#### Data excerpts ####
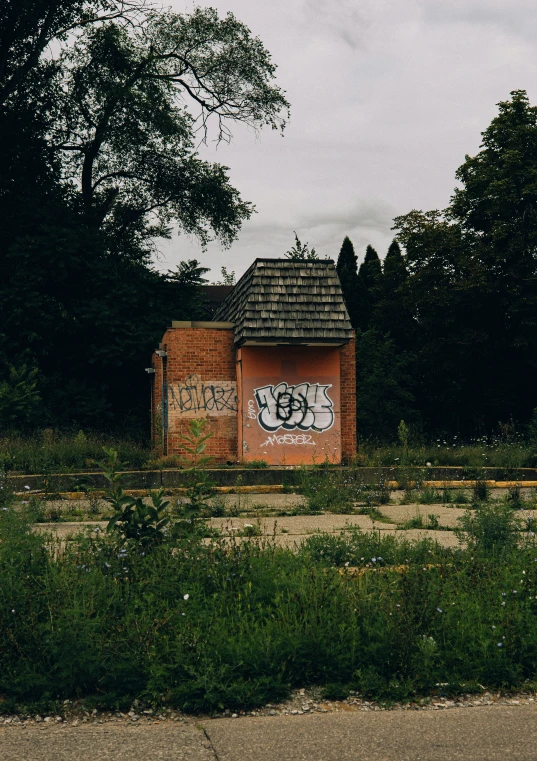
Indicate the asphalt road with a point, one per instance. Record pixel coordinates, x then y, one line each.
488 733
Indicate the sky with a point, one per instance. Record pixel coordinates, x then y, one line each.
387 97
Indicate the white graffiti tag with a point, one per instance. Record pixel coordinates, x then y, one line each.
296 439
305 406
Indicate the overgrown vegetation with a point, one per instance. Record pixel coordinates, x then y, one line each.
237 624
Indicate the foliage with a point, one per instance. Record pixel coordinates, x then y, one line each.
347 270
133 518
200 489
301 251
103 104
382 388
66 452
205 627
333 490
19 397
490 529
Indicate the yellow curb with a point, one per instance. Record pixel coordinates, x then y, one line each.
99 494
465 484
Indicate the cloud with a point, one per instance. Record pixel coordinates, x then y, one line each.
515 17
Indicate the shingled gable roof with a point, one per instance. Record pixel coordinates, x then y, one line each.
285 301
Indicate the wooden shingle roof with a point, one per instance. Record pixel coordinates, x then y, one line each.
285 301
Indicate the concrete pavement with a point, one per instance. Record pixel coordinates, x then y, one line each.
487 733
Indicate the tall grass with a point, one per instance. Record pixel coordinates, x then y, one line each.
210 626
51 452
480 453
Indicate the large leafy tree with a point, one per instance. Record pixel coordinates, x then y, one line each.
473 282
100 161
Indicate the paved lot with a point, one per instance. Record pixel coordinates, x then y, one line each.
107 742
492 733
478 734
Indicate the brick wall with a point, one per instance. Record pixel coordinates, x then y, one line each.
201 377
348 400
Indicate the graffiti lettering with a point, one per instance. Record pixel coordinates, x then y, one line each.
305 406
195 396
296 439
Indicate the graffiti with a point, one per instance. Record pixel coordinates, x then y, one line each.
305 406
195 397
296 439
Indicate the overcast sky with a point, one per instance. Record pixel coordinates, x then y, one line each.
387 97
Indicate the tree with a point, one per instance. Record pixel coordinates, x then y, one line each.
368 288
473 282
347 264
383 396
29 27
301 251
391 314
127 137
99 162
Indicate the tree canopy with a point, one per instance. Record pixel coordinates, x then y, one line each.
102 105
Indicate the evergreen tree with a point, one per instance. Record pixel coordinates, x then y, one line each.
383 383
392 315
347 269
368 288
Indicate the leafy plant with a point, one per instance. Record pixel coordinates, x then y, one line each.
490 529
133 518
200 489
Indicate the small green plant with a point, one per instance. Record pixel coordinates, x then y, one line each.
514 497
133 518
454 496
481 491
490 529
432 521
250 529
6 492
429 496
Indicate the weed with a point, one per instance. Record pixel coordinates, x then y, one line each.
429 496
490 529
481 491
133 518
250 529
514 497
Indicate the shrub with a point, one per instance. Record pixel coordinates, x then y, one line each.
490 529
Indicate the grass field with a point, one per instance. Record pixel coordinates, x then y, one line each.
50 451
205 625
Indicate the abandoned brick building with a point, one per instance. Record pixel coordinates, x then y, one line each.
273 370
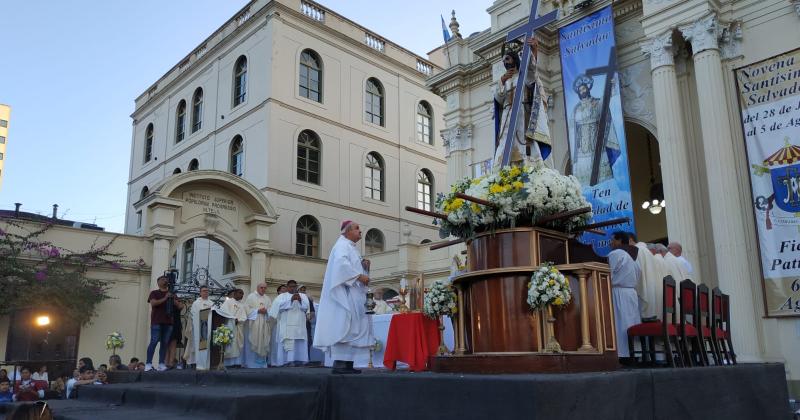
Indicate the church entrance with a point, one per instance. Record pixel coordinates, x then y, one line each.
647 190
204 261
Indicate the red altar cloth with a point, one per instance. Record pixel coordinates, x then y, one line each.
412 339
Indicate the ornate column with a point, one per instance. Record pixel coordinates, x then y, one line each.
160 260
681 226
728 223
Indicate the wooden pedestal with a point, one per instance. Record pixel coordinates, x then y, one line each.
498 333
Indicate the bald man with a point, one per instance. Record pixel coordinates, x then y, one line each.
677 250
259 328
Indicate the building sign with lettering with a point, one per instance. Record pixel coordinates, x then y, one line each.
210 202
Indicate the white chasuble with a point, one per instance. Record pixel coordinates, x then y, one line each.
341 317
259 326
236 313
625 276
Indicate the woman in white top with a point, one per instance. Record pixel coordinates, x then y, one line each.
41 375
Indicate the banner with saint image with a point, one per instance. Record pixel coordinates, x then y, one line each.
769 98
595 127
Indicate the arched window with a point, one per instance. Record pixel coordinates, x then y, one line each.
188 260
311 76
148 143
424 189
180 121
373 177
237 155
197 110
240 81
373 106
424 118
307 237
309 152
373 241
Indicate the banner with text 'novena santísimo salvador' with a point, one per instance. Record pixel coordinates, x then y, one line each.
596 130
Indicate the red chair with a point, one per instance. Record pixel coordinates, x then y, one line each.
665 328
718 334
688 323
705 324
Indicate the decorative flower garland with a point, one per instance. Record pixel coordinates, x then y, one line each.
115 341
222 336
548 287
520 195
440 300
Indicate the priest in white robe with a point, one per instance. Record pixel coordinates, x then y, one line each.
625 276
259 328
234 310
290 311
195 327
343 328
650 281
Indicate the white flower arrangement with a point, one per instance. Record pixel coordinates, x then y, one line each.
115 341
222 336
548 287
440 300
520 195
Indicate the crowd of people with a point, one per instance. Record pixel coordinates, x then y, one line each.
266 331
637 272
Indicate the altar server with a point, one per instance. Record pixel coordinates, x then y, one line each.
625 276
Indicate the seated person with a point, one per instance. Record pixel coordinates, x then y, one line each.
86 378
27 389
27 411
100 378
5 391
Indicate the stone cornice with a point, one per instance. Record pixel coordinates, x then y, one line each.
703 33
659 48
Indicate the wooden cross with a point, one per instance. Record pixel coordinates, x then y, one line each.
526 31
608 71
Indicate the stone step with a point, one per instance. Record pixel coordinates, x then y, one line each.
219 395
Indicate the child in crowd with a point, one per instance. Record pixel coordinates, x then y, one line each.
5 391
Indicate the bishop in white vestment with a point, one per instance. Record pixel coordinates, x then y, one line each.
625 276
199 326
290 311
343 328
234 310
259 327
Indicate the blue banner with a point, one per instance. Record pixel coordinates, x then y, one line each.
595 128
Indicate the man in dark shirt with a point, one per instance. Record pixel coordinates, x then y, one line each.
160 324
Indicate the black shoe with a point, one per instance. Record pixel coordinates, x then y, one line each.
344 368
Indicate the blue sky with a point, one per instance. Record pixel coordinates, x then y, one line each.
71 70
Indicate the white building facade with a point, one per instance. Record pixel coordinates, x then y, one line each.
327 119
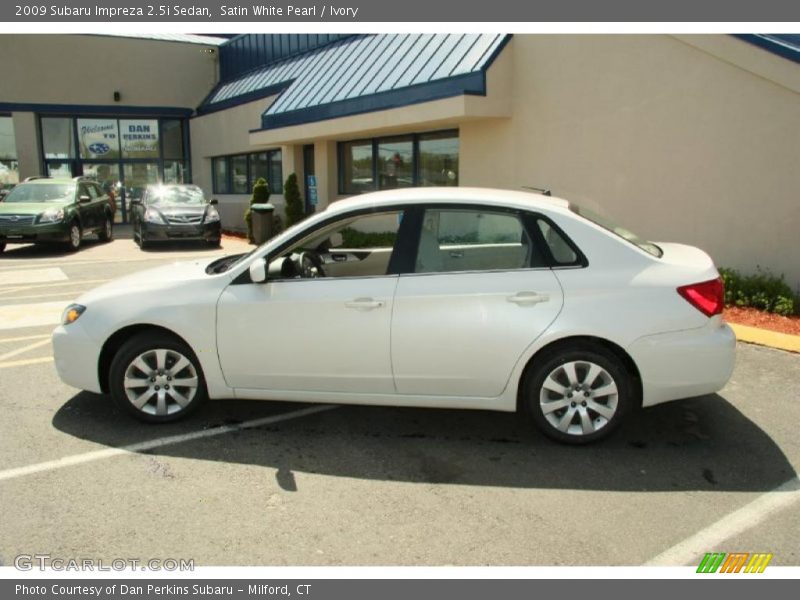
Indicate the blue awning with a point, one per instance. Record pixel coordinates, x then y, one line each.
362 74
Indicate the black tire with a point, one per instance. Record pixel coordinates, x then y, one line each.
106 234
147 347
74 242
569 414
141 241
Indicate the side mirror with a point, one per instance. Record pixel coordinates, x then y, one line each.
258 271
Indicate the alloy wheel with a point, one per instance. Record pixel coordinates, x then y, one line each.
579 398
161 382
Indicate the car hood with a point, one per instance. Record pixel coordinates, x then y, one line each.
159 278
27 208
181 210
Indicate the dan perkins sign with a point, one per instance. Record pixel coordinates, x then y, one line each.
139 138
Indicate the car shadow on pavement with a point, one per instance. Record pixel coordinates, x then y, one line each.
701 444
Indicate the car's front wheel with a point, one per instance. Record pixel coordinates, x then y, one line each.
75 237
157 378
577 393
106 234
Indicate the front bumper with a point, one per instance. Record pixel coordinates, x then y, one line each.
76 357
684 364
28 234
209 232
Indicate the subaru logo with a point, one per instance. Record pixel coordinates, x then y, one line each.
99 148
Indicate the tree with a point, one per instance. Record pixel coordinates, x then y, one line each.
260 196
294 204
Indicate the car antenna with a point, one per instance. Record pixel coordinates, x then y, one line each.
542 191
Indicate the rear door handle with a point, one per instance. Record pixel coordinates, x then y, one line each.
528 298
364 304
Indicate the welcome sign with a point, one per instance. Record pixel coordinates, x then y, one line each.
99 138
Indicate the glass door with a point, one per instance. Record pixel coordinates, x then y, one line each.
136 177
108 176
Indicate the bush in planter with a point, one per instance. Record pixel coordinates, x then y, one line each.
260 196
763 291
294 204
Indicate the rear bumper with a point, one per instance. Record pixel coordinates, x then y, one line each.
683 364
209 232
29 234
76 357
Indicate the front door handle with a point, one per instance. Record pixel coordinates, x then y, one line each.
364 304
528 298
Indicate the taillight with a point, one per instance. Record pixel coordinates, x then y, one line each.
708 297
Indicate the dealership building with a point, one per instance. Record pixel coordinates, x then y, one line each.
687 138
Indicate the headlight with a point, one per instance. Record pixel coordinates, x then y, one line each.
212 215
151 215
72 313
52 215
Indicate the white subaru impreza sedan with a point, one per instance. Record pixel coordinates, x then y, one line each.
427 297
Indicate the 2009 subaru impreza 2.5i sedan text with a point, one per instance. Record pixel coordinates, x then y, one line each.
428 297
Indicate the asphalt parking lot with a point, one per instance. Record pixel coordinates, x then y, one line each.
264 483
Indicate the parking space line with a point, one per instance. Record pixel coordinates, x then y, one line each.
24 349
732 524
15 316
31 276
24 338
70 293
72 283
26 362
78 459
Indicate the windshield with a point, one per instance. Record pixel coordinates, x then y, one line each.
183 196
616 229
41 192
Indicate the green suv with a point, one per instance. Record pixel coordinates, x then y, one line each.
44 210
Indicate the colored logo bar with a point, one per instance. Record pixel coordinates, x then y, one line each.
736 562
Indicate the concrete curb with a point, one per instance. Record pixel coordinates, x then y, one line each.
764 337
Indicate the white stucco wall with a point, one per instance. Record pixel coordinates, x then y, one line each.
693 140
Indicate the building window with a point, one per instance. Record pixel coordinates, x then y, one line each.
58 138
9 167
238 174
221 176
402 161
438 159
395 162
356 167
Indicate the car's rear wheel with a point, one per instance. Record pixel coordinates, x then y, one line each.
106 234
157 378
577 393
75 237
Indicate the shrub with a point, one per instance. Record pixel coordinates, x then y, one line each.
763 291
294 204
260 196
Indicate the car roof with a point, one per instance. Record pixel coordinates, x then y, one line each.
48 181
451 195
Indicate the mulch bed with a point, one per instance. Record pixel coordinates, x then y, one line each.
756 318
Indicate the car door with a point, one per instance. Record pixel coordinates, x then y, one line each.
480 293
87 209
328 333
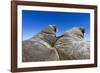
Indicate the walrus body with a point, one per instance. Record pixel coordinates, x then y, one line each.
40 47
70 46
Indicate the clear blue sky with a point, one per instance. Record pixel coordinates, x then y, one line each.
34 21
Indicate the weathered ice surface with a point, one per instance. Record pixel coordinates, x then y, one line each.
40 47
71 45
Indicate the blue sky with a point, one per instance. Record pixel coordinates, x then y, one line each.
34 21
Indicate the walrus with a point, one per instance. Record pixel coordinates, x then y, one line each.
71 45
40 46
####
**Instruction:** Quote exactly, and only, the lines from the line containing "Indicate the car roof" through the final line of the records above, both included, omitting any pictures.

**Complete output:**
Indicate the car roof with a point, one per instance. Record pixel coordinates, x then y, one line each.
48 181
451 195
Indicate the mulch bed with a point, one per instance. Record pixel coordinates, x then y, one line each.
756 318
Indicate the car door with a point, one per instance. Record pixel coordinates, x then y, one line each.
480 293
87 209
328 333
Indicate the walrus body with a point, one per instance. Record pixel coordinates, x then y, one line each.
40 47
70 46
Indicate the clear blue sky with a point, one per instance. Record pixel coordinates, x then y, one line each.
34 21
Indicate the weathered ice surface with a point, one per instance. Record pixel coordinates, x then y, one line each.
40 47
71 45
Indicate the blue sky with a point, one per instance. Record pixel coordinates, x then y, one line each.
34 21
Indicate the walrus with a point, one per instance. Record pixel coordinates, x then y, one line each.
71 45
40 46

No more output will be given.